• RECORDS FOR THE EXERCISE
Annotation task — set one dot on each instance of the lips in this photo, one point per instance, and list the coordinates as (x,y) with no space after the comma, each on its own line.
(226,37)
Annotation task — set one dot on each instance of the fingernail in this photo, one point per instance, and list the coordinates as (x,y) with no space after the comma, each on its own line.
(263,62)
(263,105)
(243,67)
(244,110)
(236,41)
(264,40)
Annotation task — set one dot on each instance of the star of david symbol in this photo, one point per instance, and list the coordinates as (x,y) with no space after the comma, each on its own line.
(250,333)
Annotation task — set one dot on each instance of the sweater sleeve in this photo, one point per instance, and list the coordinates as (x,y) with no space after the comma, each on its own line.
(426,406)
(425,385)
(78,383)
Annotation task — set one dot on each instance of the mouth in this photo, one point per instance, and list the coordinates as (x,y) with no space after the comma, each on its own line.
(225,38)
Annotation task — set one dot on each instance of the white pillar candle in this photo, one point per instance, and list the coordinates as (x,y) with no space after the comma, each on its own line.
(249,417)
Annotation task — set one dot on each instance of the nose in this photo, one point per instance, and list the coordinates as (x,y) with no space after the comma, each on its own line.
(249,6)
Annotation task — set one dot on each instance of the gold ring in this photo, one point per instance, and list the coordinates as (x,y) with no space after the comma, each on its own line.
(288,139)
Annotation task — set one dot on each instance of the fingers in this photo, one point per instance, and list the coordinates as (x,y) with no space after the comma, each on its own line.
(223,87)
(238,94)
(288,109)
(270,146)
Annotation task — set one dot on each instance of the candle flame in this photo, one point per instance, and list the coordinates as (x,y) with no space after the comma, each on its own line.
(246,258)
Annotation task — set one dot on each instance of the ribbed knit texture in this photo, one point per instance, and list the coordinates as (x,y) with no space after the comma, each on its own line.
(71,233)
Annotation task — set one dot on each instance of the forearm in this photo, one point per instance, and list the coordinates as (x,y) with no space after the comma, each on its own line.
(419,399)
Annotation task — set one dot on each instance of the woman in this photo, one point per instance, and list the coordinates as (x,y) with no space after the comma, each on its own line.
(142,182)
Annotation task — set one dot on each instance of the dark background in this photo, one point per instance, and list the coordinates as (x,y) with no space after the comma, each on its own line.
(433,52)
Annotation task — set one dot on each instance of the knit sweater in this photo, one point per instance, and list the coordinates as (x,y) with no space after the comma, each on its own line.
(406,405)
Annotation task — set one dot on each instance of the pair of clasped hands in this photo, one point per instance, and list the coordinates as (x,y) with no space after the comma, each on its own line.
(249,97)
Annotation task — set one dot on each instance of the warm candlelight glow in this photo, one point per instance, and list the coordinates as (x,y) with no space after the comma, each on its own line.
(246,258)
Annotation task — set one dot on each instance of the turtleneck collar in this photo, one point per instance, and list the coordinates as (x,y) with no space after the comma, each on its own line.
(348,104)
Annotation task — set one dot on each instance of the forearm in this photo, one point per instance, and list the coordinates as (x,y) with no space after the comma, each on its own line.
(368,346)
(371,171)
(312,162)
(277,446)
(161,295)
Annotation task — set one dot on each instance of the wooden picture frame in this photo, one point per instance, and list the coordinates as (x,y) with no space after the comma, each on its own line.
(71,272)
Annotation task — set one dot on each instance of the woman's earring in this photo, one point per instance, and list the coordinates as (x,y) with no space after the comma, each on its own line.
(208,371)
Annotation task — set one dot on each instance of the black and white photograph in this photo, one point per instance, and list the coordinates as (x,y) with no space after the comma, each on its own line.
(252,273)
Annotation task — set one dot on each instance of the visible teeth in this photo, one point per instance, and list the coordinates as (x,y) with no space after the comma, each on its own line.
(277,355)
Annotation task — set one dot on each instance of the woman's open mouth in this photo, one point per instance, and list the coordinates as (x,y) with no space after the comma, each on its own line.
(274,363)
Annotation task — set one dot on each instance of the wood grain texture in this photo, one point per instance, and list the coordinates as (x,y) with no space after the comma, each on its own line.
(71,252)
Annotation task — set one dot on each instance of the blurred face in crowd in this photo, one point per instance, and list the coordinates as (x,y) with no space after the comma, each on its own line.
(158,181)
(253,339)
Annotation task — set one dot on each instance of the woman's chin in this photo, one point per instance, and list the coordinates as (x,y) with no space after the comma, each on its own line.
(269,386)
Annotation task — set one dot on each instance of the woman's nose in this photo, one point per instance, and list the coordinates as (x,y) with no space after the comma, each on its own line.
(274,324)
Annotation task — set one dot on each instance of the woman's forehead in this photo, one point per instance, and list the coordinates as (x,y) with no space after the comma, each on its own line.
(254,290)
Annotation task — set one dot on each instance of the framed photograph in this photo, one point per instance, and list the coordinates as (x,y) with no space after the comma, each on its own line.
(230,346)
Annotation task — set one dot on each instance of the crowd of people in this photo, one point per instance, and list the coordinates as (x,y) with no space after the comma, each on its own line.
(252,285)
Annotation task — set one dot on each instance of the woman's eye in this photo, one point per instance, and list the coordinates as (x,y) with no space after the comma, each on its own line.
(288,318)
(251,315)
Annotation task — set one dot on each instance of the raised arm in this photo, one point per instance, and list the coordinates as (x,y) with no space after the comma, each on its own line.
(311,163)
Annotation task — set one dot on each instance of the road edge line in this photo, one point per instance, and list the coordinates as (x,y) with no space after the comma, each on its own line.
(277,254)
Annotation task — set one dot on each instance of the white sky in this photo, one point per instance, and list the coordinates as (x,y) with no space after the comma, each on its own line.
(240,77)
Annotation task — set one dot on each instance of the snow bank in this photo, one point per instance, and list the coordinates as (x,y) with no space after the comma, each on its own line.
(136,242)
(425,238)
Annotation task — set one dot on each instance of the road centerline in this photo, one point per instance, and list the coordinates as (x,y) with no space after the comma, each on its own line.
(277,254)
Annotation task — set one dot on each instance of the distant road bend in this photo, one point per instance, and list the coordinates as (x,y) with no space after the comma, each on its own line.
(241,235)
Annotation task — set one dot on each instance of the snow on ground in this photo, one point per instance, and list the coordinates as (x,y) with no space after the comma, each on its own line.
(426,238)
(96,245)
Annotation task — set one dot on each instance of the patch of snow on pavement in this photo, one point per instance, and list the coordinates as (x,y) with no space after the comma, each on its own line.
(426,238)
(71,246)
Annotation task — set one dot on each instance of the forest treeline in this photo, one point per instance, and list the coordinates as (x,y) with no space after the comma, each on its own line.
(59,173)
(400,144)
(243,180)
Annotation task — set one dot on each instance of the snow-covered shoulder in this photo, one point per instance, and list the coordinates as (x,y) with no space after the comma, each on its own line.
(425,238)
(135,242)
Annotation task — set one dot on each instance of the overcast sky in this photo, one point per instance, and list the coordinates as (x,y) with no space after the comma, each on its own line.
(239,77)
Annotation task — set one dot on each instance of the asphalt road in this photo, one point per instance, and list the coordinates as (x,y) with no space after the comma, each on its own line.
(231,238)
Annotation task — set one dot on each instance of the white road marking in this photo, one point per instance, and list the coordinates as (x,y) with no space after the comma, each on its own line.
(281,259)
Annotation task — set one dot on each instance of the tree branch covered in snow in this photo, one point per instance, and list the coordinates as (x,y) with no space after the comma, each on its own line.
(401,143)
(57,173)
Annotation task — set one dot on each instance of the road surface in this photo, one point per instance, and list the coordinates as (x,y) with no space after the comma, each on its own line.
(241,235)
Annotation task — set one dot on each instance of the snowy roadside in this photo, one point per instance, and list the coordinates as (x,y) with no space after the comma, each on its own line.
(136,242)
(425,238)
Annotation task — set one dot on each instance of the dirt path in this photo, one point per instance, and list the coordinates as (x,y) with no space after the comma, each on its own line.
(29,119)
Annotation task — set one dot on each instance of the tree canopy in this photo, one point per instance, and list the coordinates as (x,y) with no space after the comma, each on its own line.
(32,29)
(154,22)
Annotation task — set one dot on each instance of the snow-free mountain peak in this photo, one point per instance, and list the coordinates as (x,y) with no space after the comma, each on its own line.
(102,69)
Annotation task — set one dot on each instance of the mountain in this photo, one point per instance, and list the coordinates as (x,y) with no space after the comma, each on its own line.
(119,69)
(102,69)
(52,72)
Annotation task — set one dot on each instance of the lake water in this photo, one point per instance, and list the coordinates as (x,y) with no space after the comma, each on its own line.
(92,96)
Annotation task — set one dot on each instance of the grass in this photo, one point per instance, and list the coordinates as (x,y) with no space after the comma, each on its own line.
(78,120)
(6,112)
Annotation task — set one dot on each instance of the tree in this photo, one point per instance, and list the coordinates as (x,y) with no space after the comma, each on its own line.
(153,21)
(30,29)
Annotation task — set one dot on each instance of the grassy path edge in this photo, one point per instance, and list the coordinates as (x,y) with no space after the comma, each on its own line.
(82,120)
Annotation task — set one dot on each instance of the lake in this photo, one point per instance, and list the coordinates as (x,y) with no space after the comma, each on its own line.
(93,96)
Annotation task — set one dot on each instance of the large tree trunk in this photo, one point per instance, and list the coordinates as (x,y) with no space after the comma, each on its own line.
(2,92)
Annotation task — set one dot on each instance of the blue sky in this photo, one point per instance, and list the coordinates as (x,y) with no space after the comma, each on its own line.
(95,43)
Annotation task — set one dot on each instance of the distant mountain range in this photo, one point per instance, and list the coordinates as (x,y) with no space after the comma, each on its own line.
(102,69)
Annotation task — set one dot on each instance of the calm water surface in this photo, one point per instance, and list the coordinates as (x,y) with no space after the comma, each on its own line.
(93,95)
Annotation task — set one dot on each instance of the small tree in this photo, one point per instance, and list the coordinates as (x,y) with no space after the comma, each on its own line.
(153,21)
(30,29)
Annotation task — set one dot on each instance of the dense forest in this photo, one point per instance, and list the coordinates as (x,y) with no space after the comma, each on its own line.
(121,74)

• EXERCISE
Would you retype the lines of the data above, from the one holding "of the dense" through its final line, exactly and without adding any other line?

• ANSWER AREA
Annotation task — set one dot on each instance of the dense forest in this photo, one point per instance, and list the coordinates as (x,y) with no space after the comma, each on its own line.
(121,74)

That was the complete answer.